Available data |
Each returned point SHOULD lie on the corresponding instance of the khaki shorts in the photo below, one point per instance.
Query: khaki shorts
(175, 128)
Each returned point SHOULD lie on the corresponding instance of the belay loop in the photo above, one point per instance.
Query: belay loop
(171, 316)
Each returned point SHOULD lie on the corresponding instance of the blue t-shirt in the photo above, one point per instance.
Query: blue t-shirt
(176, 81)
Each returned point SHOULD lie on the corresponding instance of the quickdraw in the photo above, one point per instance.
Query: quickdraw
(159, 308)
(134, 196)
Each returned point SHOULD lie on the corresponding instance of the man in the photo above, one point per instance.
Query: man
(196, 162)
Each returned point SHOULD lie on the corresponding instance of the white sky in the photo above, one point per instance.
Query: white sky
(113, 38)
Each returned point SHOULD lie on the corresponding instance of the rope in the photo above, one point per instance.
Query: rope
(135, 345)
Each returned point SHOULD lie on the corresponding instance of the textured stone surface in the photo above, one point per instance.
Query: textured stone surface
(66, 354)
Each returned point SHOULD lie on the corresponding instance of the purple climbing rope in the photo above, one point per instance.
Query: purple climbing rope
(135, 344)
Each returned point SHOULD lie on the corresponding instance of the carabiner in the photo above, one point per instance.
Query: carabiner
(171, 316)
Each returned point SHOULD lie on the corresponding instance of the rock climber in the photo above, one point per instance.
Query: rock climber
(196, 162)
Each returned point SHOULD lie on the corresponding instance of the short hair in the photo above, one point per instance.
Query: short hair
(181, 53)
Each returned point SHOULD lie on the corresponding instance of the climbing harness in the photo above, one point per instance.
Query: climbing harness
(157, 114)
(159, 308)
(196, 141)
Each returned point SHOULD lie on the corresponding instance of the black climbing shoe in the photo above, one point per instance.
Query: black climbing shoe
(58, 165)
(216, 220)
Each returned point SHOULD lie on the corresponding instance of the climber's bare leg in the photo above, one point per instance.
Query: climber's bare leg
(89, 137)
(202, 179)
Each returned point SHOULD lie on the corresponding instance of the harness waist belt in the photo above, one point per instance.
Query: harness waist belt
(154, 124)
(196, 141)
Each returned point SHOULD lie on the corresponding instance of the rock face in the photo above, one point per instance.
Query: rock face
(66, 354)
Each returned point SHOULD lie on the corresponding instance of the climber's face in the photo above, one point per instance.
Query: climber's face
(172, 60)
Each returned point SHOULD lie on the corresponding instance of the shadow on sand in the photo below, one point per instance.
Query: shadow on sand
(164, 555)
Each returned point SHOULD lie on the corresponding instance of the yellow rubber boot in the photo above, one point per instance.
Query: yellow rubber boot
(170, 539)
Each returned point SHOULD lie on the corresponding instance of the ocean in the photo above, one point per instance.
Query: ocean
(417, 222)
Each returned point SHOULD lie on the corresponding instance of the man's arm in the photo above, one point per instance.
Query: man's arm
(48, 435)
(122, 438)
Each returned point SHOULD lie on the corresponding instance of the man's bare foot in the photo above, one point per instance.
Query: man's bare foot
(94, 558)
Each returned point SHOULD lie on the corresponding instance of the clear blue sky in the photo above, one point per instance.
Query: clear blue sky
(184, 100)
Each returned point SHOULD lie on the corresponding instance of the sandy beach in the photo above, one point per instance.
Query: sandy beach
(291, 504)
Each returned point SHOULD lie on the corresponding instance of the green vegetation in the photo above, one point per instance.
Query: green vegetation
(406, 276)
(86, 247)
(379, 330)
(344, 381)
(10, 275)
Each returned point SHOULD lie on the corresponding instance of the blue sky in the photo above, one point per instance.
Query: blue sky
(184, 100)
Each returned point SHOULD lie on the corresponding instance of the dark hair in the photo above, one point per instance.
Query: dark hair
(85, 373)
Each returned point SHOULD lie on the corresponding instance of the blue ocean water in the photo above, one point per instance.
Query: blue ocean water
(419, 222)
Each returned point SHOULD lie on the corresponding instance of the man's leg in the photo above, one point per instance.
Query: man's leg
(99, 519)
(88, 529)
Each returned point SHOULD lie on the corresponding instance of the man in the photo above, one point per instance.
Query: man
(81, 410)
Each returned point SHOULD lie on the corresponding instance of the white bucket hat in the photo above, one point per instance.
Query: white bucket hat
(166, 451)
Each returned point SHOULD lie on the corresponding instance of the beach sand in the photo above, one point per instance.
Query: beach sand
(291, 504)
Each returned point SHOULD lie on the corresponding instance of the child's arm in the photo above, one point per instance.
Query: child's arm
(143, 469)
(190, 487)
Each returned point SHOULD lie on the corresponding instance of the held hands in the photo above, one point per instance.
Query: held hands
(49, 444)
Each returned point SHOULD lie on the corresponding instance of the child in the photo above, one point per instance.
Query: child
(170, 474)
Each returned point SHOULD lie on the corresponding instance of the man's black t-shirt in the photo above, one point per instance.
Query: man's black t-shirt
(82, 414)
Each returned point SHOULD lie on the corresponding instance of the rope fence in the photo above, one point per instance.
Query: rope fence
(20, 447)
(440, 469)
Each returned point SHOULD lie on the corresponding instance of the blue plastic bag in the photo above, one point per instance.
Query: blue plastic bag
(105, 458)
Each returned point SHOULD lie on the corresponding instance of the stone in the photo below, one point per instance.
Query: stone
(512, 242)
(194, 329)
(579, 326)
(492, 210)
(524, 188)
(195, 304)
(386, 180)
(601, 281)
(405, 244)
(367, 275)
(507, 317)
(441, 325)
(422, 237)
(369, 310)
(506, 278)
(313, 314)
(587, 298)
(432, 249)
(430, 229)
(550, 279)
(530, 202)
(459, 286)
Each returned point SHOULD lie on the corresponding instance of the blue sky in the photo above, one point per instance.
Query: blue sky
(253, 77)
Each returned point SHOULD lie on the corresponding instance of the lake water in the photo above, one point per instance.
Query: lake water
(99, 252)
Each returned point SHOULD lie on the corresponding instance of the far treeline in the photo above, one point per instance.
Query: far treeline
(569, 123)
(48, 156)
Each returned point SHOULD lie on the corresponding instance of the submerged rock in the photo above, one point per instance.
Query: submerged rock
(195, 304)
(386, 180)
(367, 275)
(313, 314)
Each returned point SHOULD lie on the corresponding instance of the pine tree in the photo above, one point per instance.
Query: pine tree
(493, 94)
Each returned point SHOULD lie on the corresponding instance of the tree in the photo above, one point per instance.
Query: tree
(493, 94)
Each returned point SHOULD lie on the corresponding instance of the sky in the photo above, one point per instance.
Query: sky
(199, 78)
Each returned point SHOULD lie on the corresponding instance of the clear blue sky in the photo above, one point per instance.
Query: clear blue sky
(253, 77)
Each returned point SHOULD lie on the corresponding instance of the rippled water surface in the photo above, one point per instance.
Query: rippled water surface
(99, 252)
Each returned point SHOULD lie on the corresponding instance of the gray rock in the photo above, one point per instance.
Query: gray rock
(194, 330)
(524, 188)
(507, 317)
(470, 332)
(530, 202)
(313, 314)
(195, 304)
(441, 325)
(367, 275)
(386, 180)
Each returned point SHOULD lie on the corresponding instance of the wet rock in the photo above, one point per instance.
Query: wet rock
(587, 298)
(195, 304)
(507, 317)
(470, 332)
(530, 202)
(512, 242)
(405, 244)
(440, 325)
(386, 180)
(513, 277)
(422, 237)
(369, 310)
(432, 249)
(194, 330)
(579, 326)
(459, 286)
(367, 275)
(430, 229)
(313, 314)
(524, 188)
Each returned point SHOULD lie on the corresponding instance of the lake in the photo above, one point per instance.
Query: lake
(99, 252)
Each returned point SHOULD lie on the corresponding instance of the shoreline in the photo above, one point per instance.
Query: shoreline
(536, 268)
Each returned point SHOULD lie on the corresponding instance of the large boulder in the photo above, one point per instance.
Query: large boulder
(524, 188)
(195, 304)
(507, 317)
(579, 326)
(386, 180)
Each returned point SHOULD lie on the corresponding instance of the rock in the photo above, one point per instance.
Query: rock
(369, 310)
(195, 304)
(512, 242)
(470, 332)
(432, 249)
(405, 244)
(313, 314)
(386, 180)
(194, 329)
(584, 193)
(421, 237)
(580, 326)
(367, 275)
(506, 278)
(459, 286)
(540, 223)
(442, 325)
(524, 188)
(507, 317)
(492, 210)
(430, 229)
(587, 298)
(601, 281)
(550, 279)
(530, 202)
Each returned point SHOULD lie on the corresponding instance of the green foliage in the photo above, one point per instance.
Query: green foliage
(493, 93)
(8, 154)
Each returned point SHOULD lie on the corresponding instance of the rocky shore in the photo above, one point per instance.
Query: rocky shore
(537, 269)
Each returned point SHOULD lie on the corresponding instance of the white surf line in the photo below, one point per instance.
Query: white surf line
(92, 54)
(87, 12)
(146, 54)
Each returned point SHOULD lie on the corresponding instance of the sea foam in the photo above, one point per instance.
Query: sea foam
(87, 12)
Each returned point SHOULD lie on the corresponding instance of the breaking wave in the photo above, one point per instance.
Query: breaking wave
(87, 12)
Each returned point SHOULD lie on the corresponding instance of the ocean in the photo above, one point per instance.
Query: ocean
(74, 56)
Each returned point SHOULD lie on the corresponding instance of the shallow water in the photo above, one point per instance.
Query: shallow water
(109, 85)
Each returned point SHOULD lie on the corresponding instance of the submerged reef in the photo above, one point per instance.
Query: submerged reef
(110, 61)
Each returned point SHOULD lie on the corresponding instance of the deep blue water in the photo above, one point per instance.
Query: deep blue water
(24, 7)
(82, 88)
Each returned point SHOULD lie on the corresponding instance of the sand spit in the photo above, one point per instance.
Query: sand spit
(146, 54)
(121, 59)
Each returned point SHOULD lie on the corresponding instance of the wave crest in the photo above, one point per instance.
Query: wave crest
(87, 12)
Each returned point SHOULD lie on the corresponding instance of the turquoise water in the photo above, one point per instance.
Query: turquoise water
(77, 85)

What this task involves |
Emit verbatim the lines running from the one with "Query: wave crest" through the last line of the data, both endpoints inclusive.

Result of this task |
Query: wave crest
(87, 12)
Each returned point SHOULD lie on the corresponding instance of the turquoise water in the photo above, one point per instance.
Query: turquoise water
(77, 85)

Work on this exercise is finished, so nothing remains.